Raw records:

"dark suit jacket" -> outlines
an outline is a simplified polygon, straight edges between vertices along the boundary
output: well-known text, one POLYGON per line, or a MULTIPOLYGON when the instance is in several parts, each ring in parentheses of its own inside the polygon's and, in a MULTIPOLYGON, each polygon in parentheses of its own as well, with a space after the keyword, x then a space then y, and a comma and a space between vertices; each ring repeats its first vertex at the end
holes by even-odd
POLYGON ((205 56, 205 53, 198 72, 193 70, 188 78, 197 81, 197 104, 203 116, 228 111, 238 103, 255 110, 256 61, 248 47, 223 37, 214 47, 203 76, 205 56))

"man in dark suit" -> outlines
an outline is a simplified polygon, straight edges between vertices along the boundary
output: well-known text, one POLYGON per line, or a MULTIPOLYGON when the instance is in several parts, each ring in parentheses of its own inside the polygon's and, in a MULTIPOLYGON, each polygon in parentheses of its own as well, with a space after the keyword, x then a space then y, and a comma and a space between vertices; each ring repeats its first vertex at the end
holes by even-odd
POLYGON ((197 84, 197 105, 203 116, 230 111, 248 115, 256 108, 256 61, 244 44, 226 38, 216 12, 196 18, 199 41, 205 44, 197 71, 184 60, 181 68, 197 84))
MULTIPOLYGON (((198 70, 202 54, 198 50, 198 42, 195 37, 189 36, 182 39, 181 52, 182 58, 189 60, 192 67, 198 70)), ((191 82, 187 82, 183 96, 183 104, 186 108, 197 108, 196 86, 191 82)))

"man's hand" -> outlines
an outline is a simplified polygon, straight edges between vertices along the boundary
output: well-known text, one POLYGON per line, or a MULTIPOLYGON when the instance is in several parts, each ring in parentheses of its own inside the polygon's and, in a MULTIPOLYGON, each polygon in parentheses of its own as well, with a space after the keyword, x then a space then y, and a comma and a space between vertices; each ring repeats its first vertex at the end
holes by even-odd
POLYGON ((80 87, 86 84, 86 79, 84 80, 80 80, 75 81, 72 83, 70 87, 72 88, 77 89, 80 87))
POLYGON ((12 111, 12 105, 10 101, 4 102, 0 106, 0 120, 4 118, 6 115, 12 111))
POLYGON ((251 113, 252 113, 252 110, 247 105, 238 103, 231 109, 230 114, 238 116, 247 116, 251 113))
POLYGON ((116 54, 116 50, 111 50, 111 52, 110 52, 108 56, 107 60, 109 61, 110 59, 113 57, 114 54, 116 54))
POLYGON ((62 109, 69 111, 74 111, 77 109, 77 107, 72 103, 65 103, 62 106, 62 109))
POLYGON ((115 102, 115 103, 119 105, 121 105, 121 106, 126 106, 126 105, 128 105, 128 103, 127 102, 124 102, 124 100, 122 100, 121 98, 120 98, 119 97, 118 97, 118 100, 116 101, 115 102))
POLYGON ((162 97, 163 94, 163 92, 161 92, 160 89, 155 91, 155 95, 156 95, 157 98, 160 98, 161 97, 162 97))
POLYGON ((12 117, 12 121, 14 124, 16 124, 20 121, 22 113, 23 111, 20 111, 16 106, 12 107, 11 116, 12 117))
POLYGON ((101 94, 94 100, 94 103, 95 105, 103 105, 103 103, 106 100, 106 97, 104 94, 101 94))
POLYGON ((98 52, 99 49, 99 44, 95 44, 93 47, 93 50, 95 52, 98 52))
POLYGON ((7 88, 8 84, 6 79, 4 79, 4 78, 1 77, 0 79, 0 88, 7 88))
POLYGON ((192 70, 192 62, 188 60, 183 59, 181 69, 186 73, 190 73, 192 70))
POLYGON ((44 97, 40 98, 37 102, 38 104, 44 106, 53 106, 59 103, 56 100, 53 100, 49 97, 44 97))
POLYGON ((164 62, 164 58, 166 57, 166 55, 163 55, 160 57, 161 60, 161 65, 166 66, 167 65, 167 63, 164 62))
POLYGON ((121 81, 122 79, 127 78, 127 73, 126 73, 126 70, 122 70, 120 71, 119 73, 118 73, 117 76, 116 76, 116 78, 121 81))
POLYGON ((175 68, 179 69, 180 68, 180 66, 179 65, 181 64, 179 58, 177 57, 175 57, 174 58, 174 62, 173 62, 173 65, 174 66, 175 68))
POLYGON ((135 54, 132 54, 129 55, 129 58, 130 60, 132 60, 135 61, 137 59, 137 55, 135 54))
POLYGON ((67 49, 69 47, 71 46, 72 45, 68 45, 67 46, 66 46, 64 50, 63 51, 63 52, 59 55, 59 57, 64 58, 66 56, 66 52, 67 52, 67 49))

What needs to be done: Reproduce the data from its first line through the line containing "POLYGON ((205 56, 205", and shift every coordinate in the answers there by adding 125 to it.

Written solution:
"dark suit jacket" -> outlines
an outline is a simplified polygon, straight edges between vertices along the boundary
output: well-known text, one POLYGON per line, or a MULTIPOLYGON when the instance is in several parts, each ring in parentheses of its own inside the polygon's and, in a MULTIPOLYGON, each polygon in parentheses of its own as well, with a space after the keyword, x then a space then y, and a comma and a space between vertices; each ring repeats its first vertex at the end
holes by even-odd
POLYGON ((330 181, 330 178, 323 197, 318 195, 313 203, 322 206, 322 229, 328 241, 353 236, 363 228, 380 235, 381 186, 373 172, 348 162, 339 172, 328 201, 330 181))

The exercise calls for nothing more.